** Text under study **
···

Stop Hammering Your System! Risk Mitigation through Hydraulic and Surge Modeling
- Crystal Broadbent, Alexandra Wells - Hazen and Sawyer
A water supply system is subjected to “water hammer” whenever there is a change in steady-state condition such as pump stoppage, pump startup, or valve closure. As a system changes from one steady-state condition to another, there is a transient change in flows and pressures as the system settles to the final steady-state condition. These pressure swings can have a negative impact on aging infrastructure in the system causing unnecessary main breaks, property loss, and water quality concerns.
High transient pressures can cause damage or main breaks if the transient pressure exceeds the pressure rating of the pipe and pipe joint restraint system. Low pressure waves resulting from a pump trip or power failure can have several undesirable impacts. Low pressures have the potential to allow contaminants to enter a pipeline causing potential health risk. Examples of chemical contaminants include fertilizers, pharmaceuticals, solvents and microbial contaminants are an even greater concern because even with dilution, some microbes could cause an infection with a single organism. If the pressure falls below the vapor pressure of water, serious damage can occur as the result of the formation and collapse of pockets of water vapor. This phenomenon is known as cavitation.

···

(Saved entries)
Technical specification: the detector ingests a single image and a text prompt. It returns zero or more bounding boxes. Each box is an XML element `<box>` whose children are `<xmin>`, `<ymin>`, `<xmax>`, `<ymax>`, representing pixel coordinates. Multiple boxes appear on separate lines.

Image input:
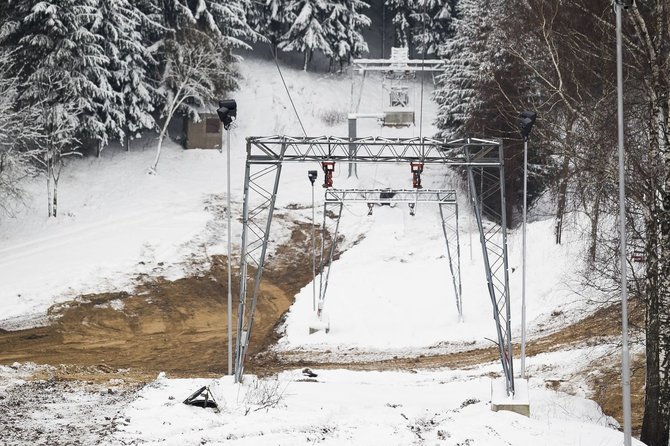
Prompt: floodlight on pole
<box><xmin>614</xmin><ymin>0</ymin><xmax>633</xmax><ymax>446</ymax></box>
<box><xmin>519</xmin><ymin>110</ymin><xmax>537</xmax><ymax>379</ymax></box>
<box><xmin>307</xmin><ymin>170</ymin><xmax>319</xmax><ymax>312</ymax></box>
<box><xmin>216</xmin><ymin>99</ymin><xmax>237</xmax><ymax>375</ymax></box>
<box><xmin>216</xmin><ymin>99</ymin><xmax>237</xmax><ymax>130</ymax></box>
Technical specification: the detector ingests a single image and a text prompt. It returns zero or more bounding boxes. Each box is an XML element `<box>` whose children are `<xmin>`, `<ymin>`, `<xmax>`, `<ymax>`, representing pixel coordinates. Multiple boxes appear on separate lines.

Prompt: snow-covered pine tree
<box><xmin>412</xmin><ymin>0</ymin><xmax>457</xmax><ymax>55</ymax></box>
<box><xmin>0</xmin><ymin>0</ymin><xmax>124</xmax><ymax>152</ymax></box>
<box><xmin>247</xmin><ymin>0</ymin><xmax>296</xmax><ymax>56</ymax></box>
<box><xmin>149</xmin><ymin>28</ymin><xmax>235</xmax><ymax>174</ymax></box>
<box><xmin>91</xmin><ymin>0</ymin><xmax>156</xmax><ymax>153</ymax></box>
<box><xmin>279</xmin><ymin>0</ymin><xmax>333</xmax><ymax>71</ymax></box>
<box><xmin>159</xmin><ymin>0</ymin><xmax>258</xmax><ymax>53</ymax></box>
<box><xmin>384</xmin><ymin>0</ymin><xmax>420</xmax><ymax>48</ymax></box>
<box><xmin>433</xmin><ymin>0</ymin><xmax>487</xmax><ymax>138</ymax></box>
<box><xmin>324</xmin><ymin>0</ymin><xmax>372</xmax><ymax>71</ymax></box>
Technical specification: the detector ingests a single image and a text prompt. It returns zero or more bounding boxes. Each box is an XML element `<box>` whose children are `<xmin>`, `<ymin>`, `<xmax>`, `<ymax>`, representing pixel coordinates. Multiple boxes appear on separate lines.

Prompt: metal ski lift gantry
<box><xmin>235</xmin><ymin>136</ymin><xmax>514</xmax><ymax>393</ymax></box>
<box><xmin>317</xmin><ymin>189</ymin><xmax>463</xmax><ymax>327</ymax></box>
<box><xmin>348</xmin><ymin>47</ymin><xmax>445</xmax><ymax>177</ymax></box>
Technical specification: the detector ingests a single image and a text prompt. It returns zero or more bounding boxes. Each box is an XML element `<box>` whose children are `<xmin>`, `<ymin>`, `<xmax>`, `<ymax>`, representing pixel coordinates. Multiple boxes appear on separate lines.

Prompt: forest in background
<box><xmin>0</xmin><ymin>0</ymin><xmax>670</xmax><ymax>446</ymax></box>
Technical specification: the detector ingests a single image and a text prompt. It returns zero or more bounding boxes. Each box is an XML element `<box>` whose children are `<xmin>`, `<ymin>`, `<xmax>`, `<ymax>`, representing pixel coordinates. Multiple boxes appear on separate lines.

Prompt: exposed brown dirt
<box><xmin>0</xmin><ymin>220</ymin><xmax>318</xmax><ymax>377</ymax></box>
<box><xmin>0</xmin><ymin>222</ymin><xmax>644</xmax><ymax>427</ymax></box>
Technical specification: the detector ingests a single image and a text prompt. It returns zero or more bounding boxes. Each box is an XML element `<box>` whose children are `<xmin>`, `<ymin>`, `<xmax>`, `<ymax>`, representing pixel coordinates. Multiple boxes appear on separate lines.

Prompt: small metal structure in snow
<box><xmin>235</xmin><ymin>136</ymin><xmax>514</xmax><ymax>394</ymax></box>
<box><xmin>317</xmin><ymin>189</ymin><xmax>463</xmax><ymax>328</ymax></box>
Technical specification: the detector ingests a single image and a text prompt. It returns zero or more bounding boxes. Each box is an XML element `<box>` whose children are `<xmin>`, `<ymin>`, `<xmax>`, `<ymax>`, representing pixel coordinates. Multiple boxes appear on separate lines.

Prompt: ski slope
<box><xmin>0</xmin><ymin>58</ymin><xmax>640</xmax><ymax>445</ymax></box>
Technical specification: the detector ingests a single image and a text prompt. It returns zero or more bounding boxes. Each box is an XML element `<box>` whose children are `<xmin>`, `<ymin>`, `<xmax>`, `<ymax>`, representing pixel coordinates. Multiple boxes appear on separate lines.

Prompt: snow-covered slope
<box><xmin>0</xmin><ymin>59</ymin><xmax>636</xmax><ymax>445</ymax></box>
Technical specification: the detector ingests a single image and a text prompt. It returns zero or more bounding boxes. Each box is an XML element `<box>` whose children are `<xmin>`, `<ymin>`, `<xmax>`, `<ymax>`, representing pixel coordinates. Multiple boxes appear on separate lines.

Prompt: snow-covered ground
<box><xmin>0</xmin><ymin>59</ymin><xmax>636</xmax><ymax>445</ymax></box>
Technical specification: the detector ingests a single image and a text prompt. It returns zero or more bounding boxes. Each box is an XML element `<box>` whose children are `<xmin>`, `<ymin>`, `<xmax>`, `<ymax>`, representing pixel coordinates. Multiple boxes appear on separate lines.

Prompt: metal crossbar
<box><xmin>235</xmin><ymin>136</ymin><xmax>514</xmax><ymax>393</ymax></box>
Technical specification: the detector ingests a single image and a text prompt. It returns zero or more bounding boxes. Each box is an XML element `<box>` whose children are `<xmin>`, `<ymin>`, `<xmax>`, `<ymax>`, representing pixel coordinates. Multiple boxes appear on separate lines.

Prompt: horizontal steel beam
<box><xmin>247</xmin><ymin>136</ymin><xmax>501</xmax><ymax>166</ymax></box>
<box><xmin>352</xmin><ymin>59</ymin><xmax>446</xmax><ymax>71</ymax></box>
<box><xmin>325</xmin><ymin>189</ymin><xmax>456</xmax><ymax>203</ymax></box>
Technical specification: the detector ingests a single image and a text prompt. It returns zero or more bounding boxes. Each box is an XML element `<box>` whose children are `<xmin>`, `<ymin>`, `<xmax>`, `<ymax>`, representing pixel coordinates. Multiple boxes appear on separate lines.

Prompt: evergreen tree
<box><xmin>1</xmin><ymin>0</ymin><xmax>123</xmax><ymax>151</ymax></box>
<box><xmin>412</xmin><ymin>0</ymin><xmax>457</xmax><ymax>55</ymax></box>
<box><xmin>162</xmin><ymin>0</ymin><xmax>258</xmax><ymax>48</ymax></box>
<box><xmin>279</xmin><ymin>0</ymin><xmax>333</xmax><ymax>70</ymax></box>
<box><xmin>433</xmin><ymin>0</ymin><xmax>488</xmax><ymax>138</ymax></box>
<box><xmin>247</xmin><ymin>0</ymin><xmax>296</xmax><ymax>55</ymax></box>
<box><xmin>384</xmin><ymin>0</ymin><xmax>418</xmax><ymax>48</ymax></box>
<box><xmin>92</xmin><ymin>0</ymin><xmax>156</xmax><ymax>150</ymax></box>
<box><xmin>324</xmin><ymin>0</ymin><xmax>372</xmax><ymax>70</ymax></box>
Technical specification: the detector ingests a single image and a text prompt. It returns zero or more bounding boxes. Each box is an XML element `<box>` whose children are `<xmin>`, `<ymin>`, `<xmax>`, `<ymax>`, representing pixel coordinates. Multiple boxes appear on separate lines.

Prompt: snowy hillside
<box><xmin>0</xmin><ymin>58</ymin><xmax>641</xmax><ymax>446</ymax></box>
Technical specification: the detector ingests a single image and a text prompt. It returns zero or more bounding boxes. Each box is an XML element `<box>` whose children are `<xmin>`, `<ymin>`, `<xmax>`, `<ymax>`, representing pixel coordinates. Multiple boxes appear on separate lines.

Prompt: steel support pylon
<box><xmin>465</xmin><ymin>147</ymin><xmax>514</xmax><ymax>394</ymax></box>
<box><xmin>235</xmin><ymin>136</ymin><xmax>514</xmax><ymax>393</ymax></box>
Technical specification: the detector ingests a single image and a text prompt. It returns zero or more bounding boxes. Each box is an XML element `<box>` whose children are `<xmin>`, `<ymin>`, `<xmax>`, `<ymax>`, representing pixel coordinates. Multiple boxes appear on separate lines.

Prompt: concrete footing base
<box><xmin>491</xmin><ymin>378</ymin><xmax>530</xmax><ymax>417</ymax></box>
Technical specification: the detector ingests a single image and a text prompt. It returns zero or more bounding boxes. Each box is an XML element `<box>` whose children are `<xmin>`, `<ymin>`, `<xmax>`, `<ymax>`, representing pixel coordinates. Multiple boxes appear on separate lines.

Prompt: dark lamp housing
<box><xmin>216</xmin><ymin>99</ymin><xmax>237</xmax><ymax>130</ymax></box>
<box><xmin>307</xmin><ymin>170</ymin><xmax>318</xmax><ymax>186</ymax></box>
<box><xmin>519</xmin><ymin>110</ymin><xmax>537</xmax><ymax>141</ymax></box>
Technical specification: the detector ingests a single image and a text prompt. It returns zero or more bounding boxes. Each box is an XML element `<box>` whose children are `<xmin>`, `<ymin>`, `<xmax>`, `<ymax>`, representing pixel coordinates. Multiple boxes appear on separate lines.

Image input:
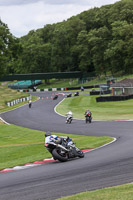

···

** Exercise 1 **
Could you quote the passage on water hammer word for word, starting with "High transient pressures" and going on through "known as cavitation."?
** Exercise 2 **
Do these statements agree with the passage on water hammer? Answer yes or no for each, and quote the words from the passage that decide it.
(a) Water hammer can occur when a pump starts up.
(b) Cavitation results from the formation and collapse of pockets of air.
(c) Microbial contaminants are described as less of a concern than chemical contaminants.

** Output 1 **
High transient pressures can cause damage or main breaks if the transient pressure exceeds the pressure rating of the pipe and pipe joint restraint system. Low pressure waves resulting from a pump trip or power failure can have several undesirable impacts. Low pressures have the potential to allow contaminants to enter a pipeline causing potential health risk. Examples of chemical contaminants include fertilizers, pharmaceuticals, solvents and microbial contaminants are an even greater concern because even with dilution, some microbes could cause an infection with a single organism. If the pressure falls below the vapor pressure of water, serious damage can occur as the result of the formation and collapse of pockets of water vapor. This phenomenon is known as cavitation.

** Output 2 **
(a) Yes: "whenever there is a change in steady-state condition such as pump stoppage, pump startup, or valve closure"
(b) No: "the formation and collapse of pockets of water vapor"
(c) No: "microbial contaminants are an even greater concern"